### Exercise data
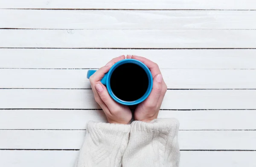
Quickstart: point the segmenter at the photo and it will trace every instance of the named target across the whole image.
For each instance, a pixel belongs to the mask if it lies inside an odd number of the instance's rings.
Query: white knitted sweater
[[[177,167],[180,159],[175,119],[131,125],[89,122],[76,167]]]

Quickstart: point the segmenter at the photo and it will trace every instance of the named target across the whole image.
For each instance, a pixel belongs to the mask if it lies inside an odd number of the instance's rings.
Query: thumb
[[[111,112],[116,107],[116,102],[111,97],[107,88],[102,83],[96,84],[95,88],[102,101],[107,105]]]
[[[156,106],[162,92],[163,76],[162,74],[157,74],[153,80],[152,91],[146,99],[146,106]]]

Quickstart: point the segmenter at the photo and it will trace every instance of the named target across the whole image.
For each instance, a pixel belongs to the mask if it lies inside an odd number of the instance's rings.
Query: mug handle
[[[94,74],[94,73],[96,72],[96,71],[97,71],[97,70],[89,70],[87,72],[87,79],[89,79],[90,77],[93,74]],[[108,74],[108,73],[105,74],[105,75],[104,75],[104,76],[103,76],[102,80],[101,80],[100,81],[102,84],[105,85],[107,84],[107,74]]]

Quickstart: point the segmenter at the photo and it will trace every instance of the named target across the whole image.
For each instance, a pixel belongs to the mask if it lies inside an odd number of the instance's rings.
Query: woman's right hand
[[[138,105],[134,112],[136,120],[150,122],[157,118],[167,86],[156,63],[145,57],[135,55],[127,55],[126,58],[135,59],[143,62],[149,68],[152,74],[153,78],[152,91],[148,97]]]
[[[114,101],[108,93],[107,88],[100,82],[114,63],[125,58],[125,56],[122,55],[112,59],[89,78],[95,100],[101,106],[108,122],[111,123],[128,124],[132,118],[131,112],[128,106]]]

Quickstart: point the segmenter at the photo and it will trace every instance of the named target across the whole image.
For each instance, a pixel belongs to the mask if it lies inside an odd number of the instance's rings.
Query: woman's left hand
[[[125,58],[125,55],[122,55],[112,59],[106,65],[97,70],[89,79],[95,100],[101,106],[108,122],[111,123],[128,124],[132,118],[131,112],[128,106],[114,101],[108,93],[107,88],[100,82],[105,74],[108,72],[114,63]]]

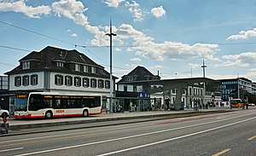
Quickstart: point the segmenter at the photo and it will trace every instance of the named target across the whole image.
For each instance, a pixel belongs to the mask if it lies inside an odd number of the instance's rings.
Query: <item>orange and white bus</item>
[[[241,99],[232,99],[230,101],[230,108],[232,107],[243,107],[244,102]]]
[[[52,118],[102,113],[102,95],[53,92],[32,92],[17,95],[15,118]]]

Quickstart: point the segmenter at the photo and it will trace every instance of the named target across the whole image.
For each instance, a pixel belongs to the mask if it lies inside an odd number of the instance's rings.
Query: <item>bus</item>
[[[230,101],[230,108],[232,107],[243,107],[244,102],[241,99],[232,99]]]
[[[16,118],[53,118],[100,114],[102,95],[53,92],[18,94],[15,103]]]

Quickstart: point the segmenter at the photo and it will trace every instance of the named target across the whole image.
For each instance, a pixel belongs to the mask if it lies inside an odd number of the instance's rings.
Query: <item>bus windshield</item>
[[[234,99],[230,101],[230,104],[237,104],[237,103],[241,103],[241,101],[240,99]]]

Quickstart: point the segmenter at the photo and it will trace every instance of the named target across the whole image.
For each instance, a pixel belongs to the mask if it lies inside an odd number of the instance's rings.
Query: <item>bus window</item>
[[[42,108],[49,108],[52,107],[52,100],[51,99],[44,99]]]
[[[31,97],[28,103],[29,111],[38,111],[42,108],[41,101],[39,98]]]

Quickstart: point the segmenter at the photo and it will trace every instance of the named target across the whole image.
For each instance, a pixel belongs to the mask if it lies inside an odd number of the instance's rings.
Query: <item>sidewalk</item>
[[[0,136],[12,136],[19,134],[36,133],[42,131],[56,131],[96,126],[116,125],[127,123],[145,122],[163,119],[163,117],[178,118],[183,116],[195,116],[206,113],[217,113],[235,111],[229,108],[193,109],[183,111],[150,111],[150,112],[125,112],[106,113],[81,118],[61,118],[54,119],[15,119],[9,118],[9,134]],[[240,109],[239,109],[240,110]],[[105,122],[104,122],[105,121]],[[107,122],[108,121],[108,122]]]

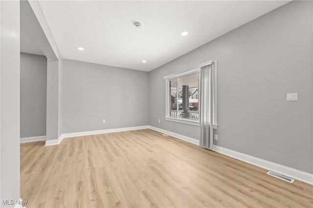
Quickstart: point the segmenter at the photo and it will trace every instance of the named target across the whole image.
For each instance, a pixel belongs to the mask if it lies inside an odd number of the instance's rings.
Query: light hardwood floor
[[[313,207],[313,186],[151,130],[21,145],[33,207]]]

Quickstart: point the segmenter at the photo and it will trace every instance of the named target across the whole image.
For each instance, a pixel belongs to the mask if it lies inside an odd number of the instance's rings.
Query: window
[[[166,78],[166,120],[199,125],[199,76],[198,69]]]

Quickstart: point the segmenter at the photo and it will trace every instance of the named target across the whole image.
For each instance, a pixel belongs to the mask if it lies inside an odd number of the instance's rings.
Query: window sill
[[[193,121],[192,120],[183,119],[181,118],[173,118],[170,117],[165,117],[166,121],[174,121],[175,122],[182,123],[183,124],[190,124],[194,126],[200,126],[200,122],[198,121]],[[212,128],[213,129],[217,129],[217,124],[213,124]]]
[[[175,122],[182,123],[183,124],[193,125],[194,126],[200,126],[199,121],[193,121],[192,120],[183,119],[181,118],[177,118],[173,117],[165,117],[165,120],[174,121]]]

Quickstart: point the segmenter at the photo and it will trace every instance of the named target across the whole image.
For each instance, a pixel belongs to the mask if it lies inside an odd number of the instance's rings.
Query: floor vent
[[[292,179],[289,177],[285,176],[285,175],[281,175],[280,174],[276,173],[276,172],[272,172],[271,171],[269,171],[267,174],[289,183],[293,183],[293,181],[294,181],[294,179]]]

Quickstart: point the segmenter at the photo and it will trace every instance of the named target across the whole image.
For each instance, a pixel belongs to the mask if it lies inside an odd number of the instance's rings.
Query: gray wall
[[[148,73],[63,59],[63,133],[148,124]]]
[[[199,127],[164,120],[163,76],[217,60],[215,144],[313,173],[312,11],[292,1],[151,72],[149,124],[199,139]]]
[[[0,199],[20,198],[20,1],[0,1]],[[14,207],[0,205],[0,207]]]
[[[47,58],[21,53],[21,137],[45,135]]]

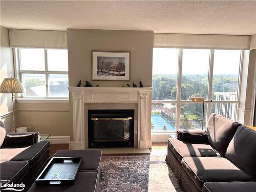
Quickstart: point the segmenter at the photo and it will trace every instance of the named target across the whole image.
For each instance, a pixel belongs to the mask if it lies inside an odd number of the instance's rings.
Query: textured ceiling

### What to do
Turn all the entries above into a Markdown table with two columns, Row and Line. Each line that is not blank gets its own numbered row, and the pictures are left out.

### Solved exercise
| Row | Line |
|---|---|
| 1 | Quickstart: point the segmenter at the photo and it will trace every instance of the named target across the whole image. |
| 2 | For each instance, a pixel belongs to the mask if it lies inside an odd number of the instance's rings. |
| 3 | Query: white knitted sweater |
| 4 | [[[177,167],[180,159],[175,119],[131,125],[89,122],[76,167]]] |
| 5 | Quickstart: point the segmenter at the photo and it will trace every instance of the named target across the whole image. |
| 6 | For each instance, a pixel belongs to the mask if it lies inside an odd number of the instance's rings. |
| 7 | Query: thumb |
| 8 | [[[111,112],[116,107],[116,102],[111,97],[107,88],[102,83],[96,84],[95,88],[102,101],[107,105]]] |
| 9 | [[[156,106],[162,92],[163,76],[162,74],[157,74],[153,80],[152,91],[146,99],[146,106]]] |
| 10 | Quickstart: point the segmenter at the photo and it will trace every instance of the named target across the whole image. |
| 11 | For each instance, a pixel belongs to the mask if it lies inside an odd number of the instance's rings. |
| 12 | Query: mug handle |
| 13 | [[[94,74],[94,73],[96,72],[96,71],[97,71],[97,70],[89,70],[87,72],[87,79],[89,79],[90,77],[93,74]],[[108,74],[108,73],[105,74],[105,75],[104,75],[104,76],[103,76],[102,80],[101,80],[100,81],[102,84],[105,85],[107,84],[107,74]]] |
| 14 | Quickstart: point the segmenter at the photo and it will trace every instance of the named target across the whole image. |
| 15 | For each instance, a pixel belongs to the mask if it lies inside an odd number of the instance's rings. |
| 16 | Query: woman's right hand |
| 17 | [[[138,105],[134,112],[136,120],[150,122],[157,118],[167,86],[156,63],[145,57],[135,55],[127,55],[126,58],[135,59],[143,62],[149,68],[152,74],[153,78],[152,91],[148,97]]] |
| 18 | [[[114,101],[108,93],[107,88],[100,82],[114,63],[125,58],[125,56],[122,55],[112,59],[89,78],[95,100],[101,106],[108,122],[111,123],[128,124],[132,118],[131,112],[128,106]]] |
| 19 | Quickstart: point the segmenter at the photo and it will trace every instance of the named target across the whole image. |
| 20 | For each instance, a pixel belongs to the mask if it lies inside an odd number of the instance's rings. |
| 21 | Query: woman's left hand |
| 22 | [[[125,58],[125,55],[122,55],[112,59],[106,65],[97,70],[89,79],[95,100],[101,106],[108,122],[111,123],[128,124],[132,118],[131,112],[128,106],[114,101],[108,93],[107,88],[100,82],[105,74],[108,72],[114,63]]] |
| 23 | Quickstart: point the segmenter at the photo and it will trace every instance of the named target across the whole image. |
| 24 | For each instance, a pixel belongs to the mask if it lies inside an odd number of the instance's rings. |
| 25 | Query: <item>orange and white bus</item> |
| 26 | [[[241,99],[232,99],[230,101],[230,108],[232,107],[243,107],[244,102]]] |
| 27 | [[[52,118],[102,113],[102,95],[53,92],[32,92],[17,95],[15,118]]] |
| 28 | Quickstart: point the segmenter at the photo and it will trace every instance of the named target across the whole image. |
| 29 | For each instance, a pixel belongs to the mask if it lies inside an odd number of the instance's rings. |
| 30 | Query: <item>bus</item> |
| 31 | [[[230,101],[230,108],[232,107],[243,107],[244,102],[241,99],[232,99]]] |
| 32 | [[[16,118],[53,118],[100,114],[102,95],[53,92],[18,94],[15,103]]] |
| 33 | Quickstart: point the segmenter at the photo and it will trace every instance of the named target across the whole image. |
| 34 | For each instance, a pixel belongs to the mask if it lies inside an odd number of the instance's rings. |
| 35 | Query: <item>bus windshield</item> |
| 36 | [[[234,99],[230,101],[230,104],[237,104],[237,103],[241,103],[241,101],[240,99]]] |
| 37 | Quickstart: point the segmenter at the photo and it will trace every instance of the named target across the whole image. |
| 38 | For each instance, a pixel belongs to the mask if it lies inside an odd number of the instance's rings. |
| 39 | Query: <item>bus window</item> |
| 40 | [[[42,108],[49,108],[52,107],[52,100],[51,99],[44,99]]] |
| 41 | [[[31,97],[28,103],[29,111],[38,111],[42,108],[41,101],[39,98]]] |
| 42 | Quickstart: point the segmenter at the photo and it will trace every instance of the named target across the whole image. |
| 43 | For each instance, a pixel belongs to the mask if it lies inside an odd number of the instance's rings. |
| 44 | Query: <item>sidewalk</item> |
| 45 | [[[0,136],[12,136],[19,134],[36,133],[42,131],[56,131],[96,126],[116,125],[127,123],[145,122],[163,119],[163,117],[178,118],[183,116],[195,116],[206,113],[217,113],[235,111],[229,108],[193,109],[183,111],[150,111],[150,112],[125,112],[106,113],[81,118],[61,118],[54,119],[15,119],[9,118],[9,134]],[[240,109],[239,109],[240,110]],[[105,122],[104,122],[105,121]],[[107,122],[108,121],[108,122]]] |
| 46 | Quickstart: point the segmenter at the photo and it will trace every instance of the named target across the whole image. |
| 47 | For each instance, a pixel belongs to the mask if it lies inside an odd number of the instance's rings. |
| 48 | Query: light hardwood floor |
| 49 | [[[313,207],[313,186],[151,130],[21,145],[33,207]]] |
| 50 | Quickstart: point the segmenter at the photo and it will trace every instance of the named target across the whole image. |
| 51 | For each instance, a pixel belongs to the mask if it lies inside an odd number of the instance's rings. |
| 52 | Query: window |
| 53 | [[[166,78],[166,120],[199,125],[199,76],[198,69]]] |
| 54 | Quickstart: point the segmenter at the photo and it will trace every instance of the named target across the whole image. |
| 55 | For each instance, a pixel belongs to the mask if it lies inside an odd number of the instance's rings. |
| 56 | Query: window sill |
| 57 | [[[193,121],[192,120],[183,119],[181,118],[173,118],[170,117],[165,117],[166,121],[174,121],[175,122],[182,123],[183,124],[190,124],[194,126],[200,126],[200,122],[198,121]],[[212,128],[213,129],[217,129],[217,124],[213,124]]] |
| 58 | [[[175,122],[182,123],[183,124],[193,125],[194,126],[200,126],[199,121],[193,121],[192,120],[183,119],[181,118],[177,118],[173,117],[165,117],[165,120],[174,121]]] |
| 59 | Quickstart: point the segmenter at the photo and it will trace every instance of the named target across the whole image. |
| 60 | For each instance, a pixel belongs to the mask if it lies inside an odd number of the instance's rings. |
| 61 | Query: floor vent |
| 62 | [[[292,179],[289,177],[285,176],[285,175],[281,175],[280,174],[276,173],[276,172],[272,172],[271,171],[269,171],[267,174],[289,183],[293,183],[293,181],[294,181],[294,179]]] |
| 63 | Quickstart: point the segmenter at the photo and it will trace every instance of the named target across the whole image. |
| 64 | For each instance, a pixel belongs to the mask if it lies inside an odd number of the instance's rings. |
| 65 | Query: gray wall |
| 66 | [[[148,73],[63,59],[63,133],[148,124]]] |
| 67 | [[[199,127],[164,120],[163,76],[217,60],[215,144],[313,173],[312,11],[292,1],[151,72],[149,124],[199,139]]] |
| 68 | [[[0,199],[20,198],[20,1],[0,1]],[[14,207],[0,205],[0,207]]] |
| 69 | [[[47,58],[21,53],[21,137],[45,135]]] |
| 70 | Quickstart: point the segmenter at the photo and it will trace every instance of the named target across the whole image. |
| 71 | For each instance, a pixel belongs to the mask if it lies inside an odd number of the instance's rings. |
| 72 | Query: textured ceiling |